Passage -
** begin **
Polish democracy is resilient, in part because of Solidarity’s tradition of protest and self-organization.
by Adrian Karatnycky Feb 29, 2016
Documents hidden in the home of Poland’s last communist-era interior minister seem to indicate that in the 1970s, before he became the beguiling and charismatic leader of a mass movement that would eventually topple communism in his country, Lech Walesa was an informant for the communist security services. While assertions concerning Walesa’s alleged collaboration with the secret police have circulated in Poland for years, a note found among the documents strongly suggests their authenticity—in it, the late police generalwrites that he was hiding evidence in order to protect the reputation of the Polish democracy icon. Walesa, however, continues to vociferously insist the papers are forgeries.
Walesa’s fall from grace, though preceded by his largely ineffective 1990s-era presidency, has sent shockwaves through Poland and grabbed front-page headlines. Outside Poland, the news has done damage to the country’s international image as one that emerged from the ruins of authoritarianism thanks to a noble group of authentic heroes, Walesa among them. And along with the ascendance of a new, right-wing government, it has exposed Polish politics for what, in truth, it has been since the fall of communism: less a black-and-white contest between communist immorality and heroic virtue, and more a typical democratic system led by flawed individuals rendered in shades of gray.
** end **
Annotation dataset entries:
** begin **
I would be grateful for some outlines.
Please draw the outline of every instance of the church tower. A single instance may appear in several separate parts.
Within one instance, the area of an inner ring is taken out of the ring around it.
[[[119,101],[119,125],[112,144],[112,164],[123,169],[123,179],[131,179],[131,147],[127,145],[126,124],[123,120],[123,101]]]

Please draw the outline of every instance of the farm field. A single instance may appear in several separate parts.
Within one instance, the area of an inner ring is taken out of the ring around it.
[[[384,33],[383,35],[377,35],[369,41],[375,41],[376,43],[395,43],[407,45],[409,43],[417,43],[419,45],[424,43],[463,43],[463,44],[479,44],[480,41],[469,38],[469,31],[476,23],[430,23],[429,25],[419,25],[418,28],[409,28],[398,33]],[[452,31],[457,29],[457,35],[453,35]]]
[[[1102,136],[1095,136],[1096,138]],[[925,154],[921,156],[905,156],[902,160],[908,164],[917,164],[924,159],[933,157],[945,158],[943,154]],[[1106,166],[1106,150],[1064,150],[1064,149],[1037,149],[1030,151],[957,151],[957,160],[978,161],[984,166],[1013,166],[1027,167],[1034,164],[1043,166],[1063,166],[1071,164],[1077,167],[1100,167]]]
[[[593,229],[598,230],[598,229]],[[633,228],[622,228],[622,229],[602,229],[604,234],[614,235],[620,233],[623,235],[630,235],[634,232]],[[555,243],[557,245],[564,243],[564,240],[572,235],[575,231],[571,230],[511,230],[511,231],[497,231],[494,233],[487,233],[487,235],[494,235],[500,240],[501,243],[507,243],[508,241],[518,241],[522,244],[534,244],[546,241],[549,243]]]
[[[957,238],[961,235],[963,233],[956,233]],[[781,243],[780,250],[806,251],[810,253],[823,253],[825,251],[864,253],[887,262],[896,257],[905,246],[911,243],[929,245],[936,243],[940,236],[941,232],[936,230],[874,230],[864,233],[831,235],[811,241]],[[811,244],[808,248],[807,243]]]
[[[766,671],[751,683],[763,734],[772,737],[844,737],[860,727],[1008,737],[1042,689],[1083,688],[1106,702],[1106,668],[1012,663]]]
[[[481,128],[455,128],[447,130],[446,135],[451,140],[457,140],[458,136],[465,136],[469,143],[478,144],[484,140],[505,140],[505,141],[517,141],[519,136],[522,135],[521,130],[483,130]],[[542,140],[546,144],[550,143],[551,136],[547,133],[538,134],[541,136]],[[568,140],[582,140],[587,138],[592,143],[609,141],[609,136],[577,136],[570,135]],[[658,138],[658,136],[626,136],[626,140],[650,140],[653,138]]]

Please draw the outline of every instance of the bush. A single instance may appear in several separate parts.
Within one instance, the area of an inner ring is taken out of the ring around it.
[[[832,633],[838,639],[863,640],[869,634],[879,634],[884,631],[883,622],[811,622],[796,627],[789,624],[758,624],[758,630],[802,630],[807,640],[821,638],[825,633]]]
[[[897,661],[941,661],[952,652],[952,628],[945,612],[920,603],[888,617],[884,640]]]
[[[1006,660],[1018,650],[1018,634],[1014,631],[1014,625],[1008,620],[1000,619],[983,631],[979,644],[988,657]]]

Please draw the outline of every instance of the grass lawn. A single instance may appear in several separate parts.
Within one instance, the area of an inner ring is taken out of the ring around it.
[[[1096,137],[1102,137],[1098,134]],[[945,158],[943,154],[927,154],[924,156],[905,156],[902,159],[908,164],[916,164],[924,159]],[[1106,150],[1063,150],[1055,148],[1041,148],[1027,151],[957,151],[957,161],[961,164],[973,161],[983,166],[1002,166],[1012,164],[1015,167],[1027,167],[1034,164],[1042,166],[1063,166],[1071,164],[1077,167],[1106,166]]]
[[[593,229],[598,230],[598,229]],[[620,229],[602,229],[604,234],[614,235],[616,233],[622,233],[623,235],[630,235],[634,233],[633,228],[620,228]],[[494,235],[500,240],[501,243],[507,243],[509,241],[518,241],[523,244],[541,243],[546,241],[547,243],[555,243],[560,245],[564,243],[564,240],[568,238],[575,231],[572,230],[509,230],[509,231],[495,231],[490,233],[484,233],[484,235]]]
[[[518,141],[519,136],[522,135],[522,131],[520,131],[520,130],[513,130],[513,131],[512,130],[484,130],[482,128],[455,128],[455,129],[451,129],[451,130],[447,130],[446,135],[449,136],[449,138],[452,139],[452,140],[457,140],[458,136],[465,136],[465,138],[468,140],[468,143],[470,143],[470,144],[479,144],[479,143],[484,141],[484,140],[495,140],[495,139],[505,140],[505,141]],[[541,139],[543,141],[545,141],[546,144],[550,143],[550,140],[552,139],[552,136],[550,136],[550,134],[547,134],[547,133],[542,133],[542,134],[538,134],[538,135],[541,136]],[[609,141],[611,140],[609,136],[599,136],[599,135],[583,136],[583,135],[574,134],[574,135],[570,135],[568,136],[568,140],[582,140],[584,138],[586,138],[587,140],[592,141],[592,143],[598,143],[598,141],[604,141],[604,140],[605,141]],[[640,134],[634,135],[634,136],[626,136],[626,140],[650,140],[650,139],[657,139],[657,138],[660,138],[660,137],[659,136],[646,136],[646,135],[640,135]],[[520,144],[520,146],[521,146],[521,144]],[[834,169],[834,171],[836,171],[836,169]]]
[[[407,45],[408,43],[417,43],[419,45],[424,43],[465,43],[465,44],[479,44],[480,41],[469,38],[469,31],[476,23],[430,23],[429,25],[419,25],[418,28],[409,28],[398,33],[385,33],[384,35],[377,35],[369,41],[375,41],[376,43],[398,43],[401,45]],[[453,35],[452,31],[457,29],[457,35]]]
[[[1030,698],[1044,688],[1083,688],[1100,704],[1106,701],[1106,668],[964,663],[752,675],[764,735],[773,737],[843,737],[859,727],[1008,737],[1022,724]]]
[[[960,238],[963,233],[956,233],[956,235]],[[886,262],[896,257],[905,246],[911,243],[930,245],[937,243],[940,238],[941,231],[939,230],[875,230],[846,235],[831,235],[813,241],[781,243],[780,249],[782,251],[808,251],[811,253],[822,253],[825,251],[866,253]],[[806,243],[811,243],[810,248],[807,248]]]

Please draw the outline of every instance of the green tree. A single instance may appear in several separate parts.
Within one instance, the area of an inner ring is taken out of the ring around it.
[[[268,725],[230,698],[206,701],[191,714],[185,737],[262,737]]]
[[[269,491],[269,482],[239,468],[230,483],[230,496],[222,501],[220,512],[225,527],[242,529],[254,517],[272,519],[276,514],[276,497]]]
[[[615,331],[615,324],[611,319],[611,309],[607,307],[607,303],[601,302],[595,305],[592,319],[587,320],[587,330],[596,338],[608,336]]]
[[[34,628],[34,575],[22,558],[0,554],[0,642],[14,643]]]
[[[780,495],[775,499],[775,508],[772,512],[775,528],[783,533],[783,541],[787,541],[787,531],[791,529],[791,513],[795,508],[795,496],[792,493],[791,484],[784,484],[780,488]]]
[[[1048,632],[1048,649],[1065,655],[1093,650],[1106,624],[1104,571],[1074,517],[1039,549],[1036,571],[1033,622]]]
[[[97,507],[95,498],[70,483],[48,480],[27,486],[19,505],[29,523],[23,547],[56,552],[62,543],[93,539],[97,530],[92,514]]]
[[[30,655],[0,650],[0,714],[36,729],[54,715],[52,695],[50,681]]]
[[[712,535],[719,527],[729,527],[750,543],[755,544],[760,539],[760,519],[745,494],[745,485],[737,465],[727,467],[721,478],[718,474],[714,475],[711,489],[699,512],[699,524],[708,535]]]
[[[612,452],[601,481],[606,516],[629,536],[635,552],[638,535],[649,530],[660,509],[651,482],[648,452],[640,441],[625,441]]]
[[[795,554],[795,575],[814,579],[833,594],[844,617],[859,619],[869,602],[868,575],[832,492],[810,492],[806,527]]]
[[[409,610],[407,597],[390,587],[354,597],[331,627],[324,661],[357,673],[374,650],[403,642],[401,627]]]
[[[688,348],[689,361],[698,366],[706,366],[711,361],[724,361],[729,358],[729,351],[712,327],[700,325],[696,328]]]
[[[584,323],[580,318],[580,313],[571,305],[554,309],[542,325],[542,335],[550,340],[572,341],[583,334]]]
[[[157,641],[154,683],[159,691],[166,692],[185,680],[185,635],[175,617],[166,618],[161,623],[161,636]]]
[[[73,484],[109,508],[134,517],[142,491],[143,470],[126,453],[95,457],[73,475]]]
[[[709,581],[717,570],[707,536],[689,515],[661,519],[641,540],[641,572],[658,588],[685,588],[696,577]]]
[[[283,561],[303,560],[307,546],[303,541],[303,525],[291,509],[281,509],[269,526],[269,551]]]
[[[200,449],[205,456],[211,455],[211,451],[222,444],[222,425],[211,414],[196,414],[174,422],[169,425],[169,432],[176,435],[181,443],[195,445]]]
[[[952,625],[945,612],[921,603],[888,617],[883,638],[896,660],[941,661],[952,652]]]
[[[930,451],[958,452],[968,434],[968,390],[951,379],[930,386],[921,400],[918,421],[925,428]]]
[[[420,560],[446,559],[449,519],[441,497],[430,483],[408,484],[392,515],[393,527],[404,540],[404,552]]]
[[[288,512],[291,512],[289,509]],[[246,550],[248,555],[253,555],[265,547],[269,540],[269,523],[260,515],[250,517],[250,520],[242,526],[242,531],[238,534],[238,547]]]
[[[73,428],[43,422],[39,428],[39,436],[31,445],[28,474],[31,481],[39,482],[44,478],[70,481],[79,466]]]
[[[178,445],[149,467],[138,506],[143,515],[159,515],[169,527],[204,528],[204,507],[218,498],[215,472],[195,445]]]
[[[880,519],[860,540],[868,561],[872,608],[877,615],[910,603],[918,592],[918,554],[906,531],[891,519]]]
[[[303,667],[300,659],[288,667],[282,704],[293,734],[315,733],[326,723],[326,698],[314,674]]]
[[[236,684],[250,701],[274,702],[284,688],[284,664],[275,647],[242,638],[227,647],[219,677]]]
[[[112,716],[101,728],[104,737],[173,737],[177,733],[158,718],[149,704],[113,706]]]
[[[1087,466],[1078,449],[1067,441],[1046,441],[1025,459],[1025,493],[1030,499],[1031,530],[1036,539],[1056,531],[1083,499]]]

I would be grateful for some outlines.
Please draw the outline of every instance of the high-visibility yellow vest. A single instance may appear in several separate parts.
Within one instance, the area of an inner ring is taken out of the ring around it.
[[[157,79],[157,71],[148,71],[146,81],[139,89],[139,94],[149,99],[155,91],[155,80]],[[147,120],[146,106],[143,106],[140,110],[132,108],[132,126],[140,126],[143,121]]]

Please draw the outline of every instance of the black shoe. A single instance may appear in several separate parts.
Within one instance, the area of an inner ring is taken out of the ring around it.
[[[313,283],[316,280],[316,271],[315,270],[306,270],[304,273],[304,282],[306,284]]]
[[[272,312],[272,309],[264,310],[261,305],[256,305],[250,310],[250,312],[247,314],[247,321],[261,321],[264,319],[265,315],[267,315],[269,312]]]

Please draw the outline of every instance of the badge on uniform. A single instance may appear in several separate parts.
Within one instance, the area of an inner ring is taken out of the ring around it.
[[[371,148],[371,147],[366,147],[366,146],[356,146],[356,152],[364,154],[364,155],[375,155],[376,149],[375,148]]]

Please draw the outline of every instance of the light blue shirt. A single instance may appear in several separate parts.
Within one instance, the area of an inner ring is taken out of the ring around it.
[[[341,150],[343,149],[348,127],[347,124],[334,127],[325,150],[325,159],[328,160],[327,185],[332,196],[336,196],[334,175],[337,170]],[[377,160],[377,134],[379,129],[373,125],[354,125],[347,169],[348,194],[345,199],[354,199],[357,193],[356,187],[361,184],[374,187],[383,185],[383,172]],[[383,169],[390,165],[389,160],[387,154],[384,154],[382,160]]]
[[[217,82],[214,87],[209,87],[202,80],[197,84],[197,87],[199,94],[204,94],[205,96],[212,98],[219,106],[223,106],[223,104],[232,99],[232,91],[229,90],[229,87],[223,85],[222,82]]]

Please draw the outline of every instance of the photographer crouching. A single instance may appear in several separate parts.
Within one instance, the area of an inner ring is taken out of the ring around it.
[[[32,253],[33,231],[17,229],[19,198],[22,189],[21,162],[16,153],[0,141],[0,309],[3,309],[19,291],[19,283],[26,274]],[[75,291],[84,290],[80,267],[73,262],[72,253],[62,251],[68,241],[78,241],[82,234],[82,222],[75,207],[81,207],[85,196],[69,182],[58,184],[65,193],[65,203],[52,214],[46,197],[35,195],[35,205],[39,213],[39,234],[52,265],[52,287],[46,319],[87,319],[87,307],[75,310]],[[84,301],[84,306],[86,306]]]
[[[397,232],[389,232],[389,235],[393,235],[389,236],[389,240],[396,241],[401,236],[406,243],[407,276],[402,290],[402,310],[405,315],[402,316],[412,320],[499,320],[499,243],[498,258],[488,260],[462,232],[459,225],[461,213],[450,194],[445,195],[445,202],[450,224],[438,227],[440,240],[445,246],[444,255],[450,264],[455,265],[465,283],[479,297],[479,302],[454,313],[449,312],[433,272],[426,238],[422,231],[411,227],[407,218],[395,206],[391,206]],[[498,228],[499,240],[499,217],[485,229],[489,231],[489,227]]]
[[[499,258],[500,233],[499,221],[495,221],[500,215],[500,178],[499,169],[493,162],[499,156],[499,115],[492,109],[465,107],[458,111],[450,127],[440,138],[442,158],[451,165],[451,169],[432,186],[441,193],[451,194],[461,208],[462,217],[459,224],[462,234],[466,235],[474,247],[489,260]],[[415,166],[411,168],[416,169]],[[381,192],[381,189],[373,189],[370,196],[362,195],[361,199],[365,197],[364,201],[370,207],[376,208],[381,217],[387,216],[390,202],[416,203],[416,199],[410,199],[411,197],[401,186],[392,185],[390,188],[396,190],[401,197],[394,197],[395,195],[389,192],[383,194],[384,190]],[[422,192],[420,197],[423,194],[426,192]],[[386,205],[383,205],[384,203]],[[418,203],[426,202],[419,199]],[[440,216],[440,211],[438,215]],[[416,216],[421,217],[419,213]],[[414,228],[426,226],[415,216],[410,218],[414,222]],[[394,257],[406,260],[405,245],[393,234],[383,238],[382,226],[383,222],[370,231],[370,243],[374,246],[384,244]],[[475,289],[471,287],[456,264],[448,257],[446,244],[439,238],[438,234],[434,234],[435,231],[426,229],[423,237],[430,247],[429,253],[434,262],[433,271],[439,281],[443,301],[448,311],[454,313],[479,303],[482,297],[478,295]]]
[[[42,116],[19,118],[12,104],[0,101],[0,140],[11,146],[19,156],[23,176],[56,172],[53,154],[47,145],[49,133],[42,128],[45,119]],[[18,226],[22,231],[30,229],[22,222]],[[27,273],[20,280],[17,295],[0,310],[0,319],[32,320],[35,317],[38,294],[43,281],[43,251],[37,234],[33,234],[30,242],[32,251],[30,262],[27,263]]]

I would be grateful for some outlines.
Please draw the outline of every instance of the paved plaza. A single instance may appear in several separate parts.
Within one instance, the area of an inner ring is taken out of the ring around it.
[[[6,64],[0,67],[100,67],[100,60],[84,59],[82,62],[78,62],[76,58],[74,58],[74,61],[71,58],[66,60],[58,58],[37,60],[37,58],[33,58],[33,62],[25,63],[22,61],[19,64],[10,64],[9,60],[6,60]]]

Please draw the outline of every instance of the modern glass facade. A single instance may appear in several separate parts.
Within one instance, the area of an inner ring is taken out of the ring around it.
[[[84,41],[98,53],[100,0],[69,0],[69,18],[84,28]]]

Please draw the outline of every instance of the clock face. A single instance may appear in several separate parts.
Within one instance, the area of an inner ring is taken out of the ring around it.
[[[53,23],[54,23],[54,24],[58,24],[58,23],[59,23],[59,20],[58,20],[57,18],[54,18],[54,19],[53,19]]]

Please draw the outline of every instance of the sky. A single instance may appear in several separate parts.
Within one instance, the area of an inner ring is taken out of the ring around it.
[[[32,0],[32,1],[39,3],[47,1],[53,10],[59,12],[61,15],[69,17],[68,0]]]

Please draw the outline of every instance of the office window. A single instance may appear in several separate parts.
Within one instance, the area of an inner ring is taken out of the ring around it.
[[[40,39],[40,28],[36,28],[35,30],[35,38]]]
** end **
Required tasks -
1. In the article about Lech Walesa, what does Walesa continue to insist about the papers found in the former interior minister's home?
2. Reproduce word for word the section of the Walesa article starting at "Walesa’s fall from" and ending at "shades of gray.".
3. Extend the article on Lech Walesa and Polish democracy beyond its final sentence.

Results of the exercise -
1. He insists the papers are forgeries.

2.
Walesa’s fall from grace, though preceded by his largely ineffective 1990s-era presidency, has sent shockwaves through Poland and grabbed front-page headlines. Outside Poland, the news has done damage to the country’s international image as one that emerged from the ruins of authoritarianism thanks to a noble group of authentic heroes, Walesa among them. And along with the ascendance of a new, right-wing government, it has exposed Polish politics for what, in truth, it has been since the fall of communism: less a black-and-white contest between communist immorality and heroic virtue, and more a typical democratic system led by flawed individuals rendered in shades of gray.

3.
Let it be said that there is nothing in the evidence to suggest Walesa was acting as an agent of the communist state during the period in which he gained his heroic reputation. The documents include a note allegedly signed by Walesa in which he promises not to divulge his cooperation with the secret police. But they purport only to confirm that, at what was presumably a moment of weakness, Walesa succumbed to police threats and blackmail, and from 1970 to 1976, informed on worker activists in Poland’s then-underground democratic opposition movement.
But it wasn’t until August 1980, after an outbreak of strikes against food-price hikes, that Walesa took his famous leap over the wall surrounding the Gdansk shipbuilding plant to lead a strike of the workers inside. After that, and with great skill, he led a labor union that became something more: the symbol of the national will that united 10 million Poles and was a voice for Poland’s aspirations for cultural, economic, and political freedom. In short, Walesa became the pivotal figure in the events that shook the entire Soviet bloc.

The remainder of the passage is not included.